Exercise goal - Give the lines of the material verbatim, from the first line to the line with "Each instance of the long", including both.

Raw data -

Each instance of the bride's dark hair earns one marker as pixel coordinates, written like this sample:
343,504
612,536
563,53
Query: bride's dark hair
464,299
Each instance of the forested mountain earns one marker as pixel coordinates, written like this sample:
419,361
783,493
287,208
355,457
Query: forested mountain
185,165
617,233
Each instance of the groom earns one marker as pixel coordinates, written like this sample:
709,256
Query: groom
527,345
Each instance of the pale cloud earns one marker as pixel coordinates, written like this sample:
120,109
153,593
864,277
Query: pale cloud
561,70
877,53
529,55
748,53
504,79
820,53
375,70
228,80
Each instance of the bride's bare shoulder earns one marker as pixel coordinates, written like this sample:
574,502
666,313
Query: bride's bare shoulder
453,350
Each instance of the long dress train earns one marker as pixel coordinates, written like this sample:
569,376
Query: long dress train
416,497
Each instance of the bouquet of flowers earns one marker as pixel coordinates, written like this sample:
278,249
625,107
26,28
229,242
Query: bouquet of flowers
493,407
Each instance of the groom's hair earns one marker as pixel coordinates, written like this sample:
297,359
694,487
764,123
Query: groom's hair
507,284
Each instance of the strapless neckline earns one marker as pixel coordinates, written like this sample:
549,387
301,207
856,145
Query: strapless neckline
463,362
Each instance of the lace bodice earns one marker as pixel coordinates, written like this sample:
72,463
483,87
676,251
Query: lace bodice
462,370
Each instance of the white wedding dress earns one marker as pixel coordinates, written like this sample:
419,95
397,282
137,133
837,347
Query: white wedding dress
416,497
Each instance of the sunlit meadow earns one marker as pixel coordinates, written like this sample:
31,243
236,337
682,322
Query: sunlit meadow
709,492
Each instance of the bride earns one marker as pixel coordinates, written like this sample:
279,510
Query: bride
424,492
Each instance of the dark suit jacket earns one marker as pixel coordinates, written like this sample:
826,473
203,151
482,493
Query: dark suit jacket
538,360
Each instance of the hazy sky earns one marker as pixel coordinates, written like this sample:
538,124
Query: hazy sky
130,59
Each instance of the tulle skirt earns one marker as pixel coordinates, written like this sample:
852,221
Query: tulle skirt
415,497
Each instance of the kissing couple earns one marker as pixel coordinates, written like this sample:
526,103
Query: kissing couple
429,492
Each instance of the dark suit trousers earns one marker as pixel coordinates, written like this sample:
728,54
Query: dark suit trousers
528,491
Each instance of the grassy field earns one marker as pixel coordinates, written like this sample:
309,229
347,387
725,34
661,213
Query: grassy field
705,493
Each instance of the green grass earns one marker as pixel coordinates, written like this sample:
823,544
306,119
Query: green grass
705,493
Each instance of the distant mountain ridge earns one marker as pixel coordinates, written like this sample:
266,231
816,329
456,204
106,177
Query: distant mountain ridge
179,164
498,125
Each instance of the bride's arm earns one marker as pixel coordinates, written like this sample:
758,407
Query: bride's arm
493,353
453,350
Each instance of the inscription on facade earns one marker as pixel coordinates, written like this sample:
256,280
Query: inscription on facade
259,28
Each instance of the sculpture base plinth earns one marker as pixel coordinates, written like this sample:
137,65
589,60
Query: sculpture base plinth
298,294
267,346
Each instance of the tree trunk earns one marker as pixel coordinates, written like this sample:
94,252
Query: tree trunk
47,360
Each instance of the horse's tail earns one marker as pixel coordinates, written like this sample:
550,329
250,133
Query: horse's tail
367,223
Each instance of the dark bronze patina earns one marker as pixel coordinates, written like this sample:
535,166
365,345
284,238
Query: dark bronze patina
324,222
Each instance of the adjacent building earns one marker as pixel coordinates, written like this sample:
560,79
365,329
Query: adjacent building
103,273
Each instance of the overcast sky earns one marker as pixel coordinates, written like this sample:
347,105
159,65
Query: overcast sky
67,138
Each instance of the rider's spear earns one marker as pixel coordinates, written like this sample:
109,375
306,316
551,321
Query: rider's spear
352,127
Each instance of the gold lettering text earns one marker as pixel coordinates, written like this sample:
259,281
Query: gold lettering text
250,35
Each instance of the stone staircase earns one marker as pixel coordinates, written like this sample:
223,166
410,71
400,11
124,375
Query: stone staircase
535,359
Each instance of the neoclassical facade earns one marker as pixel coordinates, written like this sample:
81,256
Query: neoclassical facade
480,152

Exercise result -
Each instance of the bride's dark hair earns one marker as pixel coordinates, written like this sample:
343,504
612,536
563,53
Query: bride's dark hair
464,299
Each instance of the forested mountain earns one marker as pixel coordinates, written like this sample:
419,361
783,493
287,208
355,457
Query: forested mountain
185,165
617,233
Each instance of the groom earns one marker as pixel coordinates, written like this sample:
709,256
Query: groom
527,345
Each instance of the pale cloud earns one marker as pixel coordinates, written like this sample:
120,109
153,593
864,277
Query: pale cloud
561,70
877,53
529,55
748,53
504,79
820,53
375,70
228,80
Each instance of the bride's bare shoulder earns one marker as pixel coordinates, written like this sample:
574,502
666,313
Query: bride's bare shoulder
453,350
Each instance of the long dress train earns one marker as pixel coordinates, written like this sample:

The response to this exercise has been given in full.